--- START Recorded information ---

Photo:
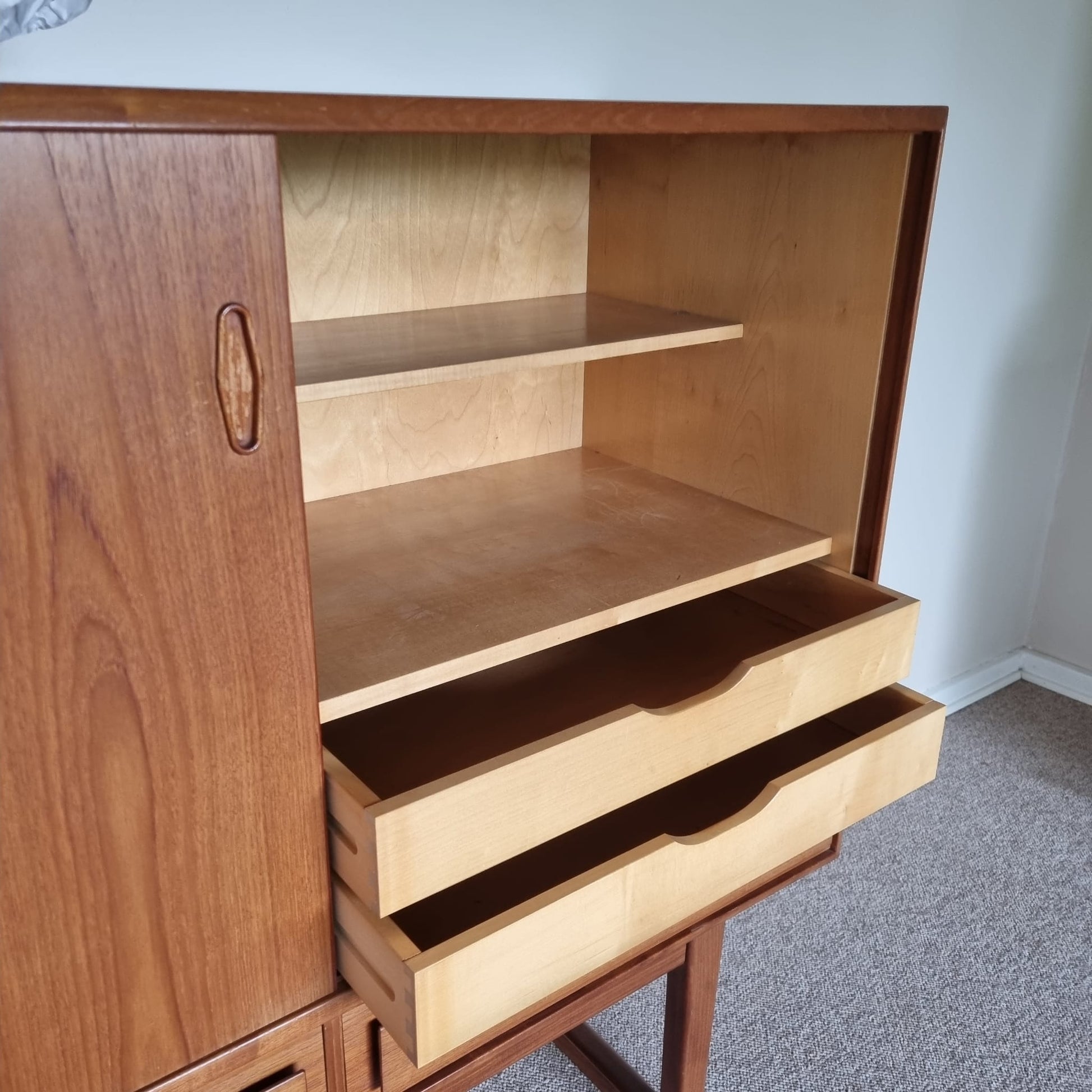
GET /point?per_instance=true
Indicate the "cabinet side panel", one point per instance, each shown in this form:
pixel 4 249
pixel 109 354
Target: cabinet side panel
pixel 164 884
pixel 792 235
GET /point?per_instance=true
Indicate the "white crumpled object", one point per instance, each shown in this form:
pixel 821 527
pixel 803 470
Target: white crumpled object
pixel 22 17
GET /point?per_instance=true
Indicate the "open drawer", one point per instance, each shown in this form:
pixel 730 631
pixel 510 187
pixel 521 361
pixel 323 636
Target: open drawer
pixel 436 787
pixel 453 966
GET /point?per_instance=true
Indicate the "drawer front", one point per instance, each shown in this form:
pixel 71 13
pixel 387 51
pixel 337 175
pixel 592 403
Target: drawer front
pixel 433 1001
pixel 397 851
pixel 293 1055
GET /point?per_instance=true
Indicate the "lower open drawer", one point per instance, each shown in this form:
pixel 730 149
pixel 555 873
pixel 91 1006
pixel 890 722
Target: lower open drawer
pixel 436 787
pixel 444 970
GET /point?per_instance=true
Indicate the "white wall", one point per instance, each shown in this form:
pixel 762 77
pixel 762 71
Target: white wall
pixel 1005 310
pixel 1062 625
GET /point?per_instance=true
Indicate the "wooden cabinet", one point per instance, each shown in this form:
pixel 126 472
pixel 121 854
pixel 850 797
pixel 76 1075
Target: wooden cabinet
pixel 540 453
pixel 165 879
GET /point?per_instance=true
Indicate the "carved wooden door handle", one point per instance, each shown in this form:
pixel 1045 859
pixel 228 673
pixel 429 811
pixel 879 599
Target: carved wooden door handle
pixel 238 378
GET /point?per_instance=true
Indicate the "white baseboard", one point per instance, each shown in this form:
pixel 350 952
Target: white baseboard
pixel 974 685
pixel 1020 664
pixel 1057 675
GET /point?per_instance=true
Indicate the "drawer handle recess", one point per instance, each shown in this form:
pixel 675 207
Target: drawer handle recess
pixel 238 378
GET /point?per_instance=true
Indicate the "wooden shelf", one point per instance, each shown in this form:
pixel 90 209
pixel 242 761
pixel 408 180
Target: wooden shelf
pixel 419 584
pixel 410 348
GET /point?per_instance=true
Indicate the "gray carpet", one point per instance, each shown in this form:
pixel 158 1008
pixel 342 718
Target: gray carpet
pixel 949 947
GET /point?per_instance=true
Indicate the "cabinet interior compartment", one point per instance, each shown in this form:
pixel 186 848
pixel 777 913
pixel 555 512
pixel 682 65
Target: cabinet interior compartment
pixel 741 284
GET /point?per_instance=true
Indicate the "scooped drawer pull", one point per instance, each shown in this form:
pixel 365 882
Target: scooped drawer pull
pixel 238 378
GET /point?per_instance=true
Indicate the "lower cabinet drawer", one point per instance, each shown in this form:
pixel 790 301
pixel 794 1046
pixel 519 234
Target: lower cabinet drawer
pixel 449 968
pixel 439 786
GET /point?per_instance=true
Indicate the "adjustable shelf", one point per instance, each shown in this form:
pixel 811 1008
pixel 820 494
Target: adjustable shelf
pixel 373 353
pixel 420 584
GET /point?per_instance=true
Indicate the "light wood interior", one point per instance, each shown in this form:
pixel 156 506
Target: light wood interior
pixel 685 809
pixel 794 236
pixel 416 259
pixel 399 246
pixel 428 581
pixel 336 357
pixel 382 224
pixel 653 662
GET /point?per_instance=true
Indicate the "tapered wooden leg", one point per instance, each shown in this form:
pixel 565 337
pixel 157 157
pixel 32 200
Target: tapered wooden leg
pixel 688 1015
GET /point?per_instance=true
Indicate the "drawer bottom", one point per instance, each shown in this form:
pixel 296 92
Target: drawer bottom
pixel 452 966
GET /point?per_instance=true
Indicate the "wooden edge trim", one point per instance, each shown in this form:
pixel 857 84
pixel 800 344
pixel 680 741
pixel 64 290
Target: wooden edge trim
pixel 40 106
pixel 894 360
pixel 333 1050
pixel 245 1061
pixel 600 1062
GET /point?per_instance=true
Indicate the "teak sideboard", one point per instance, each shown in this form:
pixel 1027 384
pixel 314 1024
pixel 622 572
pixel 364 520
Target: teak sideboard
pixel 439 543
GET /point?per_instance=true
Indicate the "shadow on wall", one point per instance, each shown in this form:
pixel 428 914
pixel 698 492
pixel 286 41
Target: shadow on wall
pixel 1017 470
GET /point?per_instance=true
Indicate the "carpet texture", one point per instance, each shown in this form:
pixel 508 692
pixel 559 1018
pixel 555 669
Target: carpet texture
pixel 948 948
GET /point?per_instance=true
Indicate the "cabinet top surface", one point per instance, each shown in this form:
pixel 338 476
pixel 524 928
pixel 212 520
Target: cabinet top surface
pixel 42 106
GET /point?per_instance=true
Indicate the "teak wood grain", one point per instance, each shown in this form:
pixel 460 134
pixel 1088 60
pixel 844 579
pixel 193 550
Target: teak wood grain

--- END Recorded information ---

Problem to work on: Please repeat the records from their first line up to and including the line with "pixel 1057 675", leaving the pictures out of your answer.

Complete output:
Photo:
GET /point?per_instance=true
Indicate the "cabinet side panel", one point per instance, each shown in this form:
pixel 4 249
pixel 109 354
Target: cabinet side panel
pixel 164 884
pixel 792 235
GET /point?per_instance=true
Indicate the "white crumpled object", one point per instance, each shown in this form:
pixel 821 527
pixel 803 470
Target: white crumpled object
pixel 22 17
GET /point?per_instance=true
Indicate the "open drawer", one point per instance, each shown in this form:
pixel 730 631
pixel 510 187
pixel 521 361
pixel 323 636
Target: open drawer
pixel 436 787
pixel 453 966
GET /point?per_instance=true
Indicate the "drawer front", one point per instance, each shown in this form:
pixel 71 13
pixel 387 51
pixel 337 175
pixel 592 403
Target: drawer front
pixel 433 1001
pixel 397 851
pixel 293 1055
GET /point?per_instance=true
Indicate the "lower open drawer", one point per instance, each shown in this form:
pixel 730 149
pixel 555 873
pixel 91 1006
pixel 890 722
Target: lower open drawer
pixel 436 787
pixel 444 970
GET /point?per_instance=true
Indicate the "white wall", one point per instance, each shown in this form:
pixel 762 77
pixel 762 71
Target: white wall
pixel 1005 310
pixel 1062 625
GET /point?per_instance=true
Indicate the "wooden cabinet", one point per instance, each shown in this form:
pixel 126 472
pixel 121 854
pixel 850 797
pixel 76 1075
Target: wooden cabinet
pixel 540 453
pixel 165 879
GET /point?per_instance=true
Indicate the "carved wooden door handle", one point per instance, each shown in this form:
pixel 1045 859
pixel 228 673
pixel 429 811
pixel 879 599
Target: carved wooden door handle
pixel 238 378
GET /point?per_instance=true
Indicate the "white baseboard", one point per instance, each shown in this form:
pixel 350 952
Target: white baseboard
pixel 974 685
pixel 1020 664
pixel 1057 675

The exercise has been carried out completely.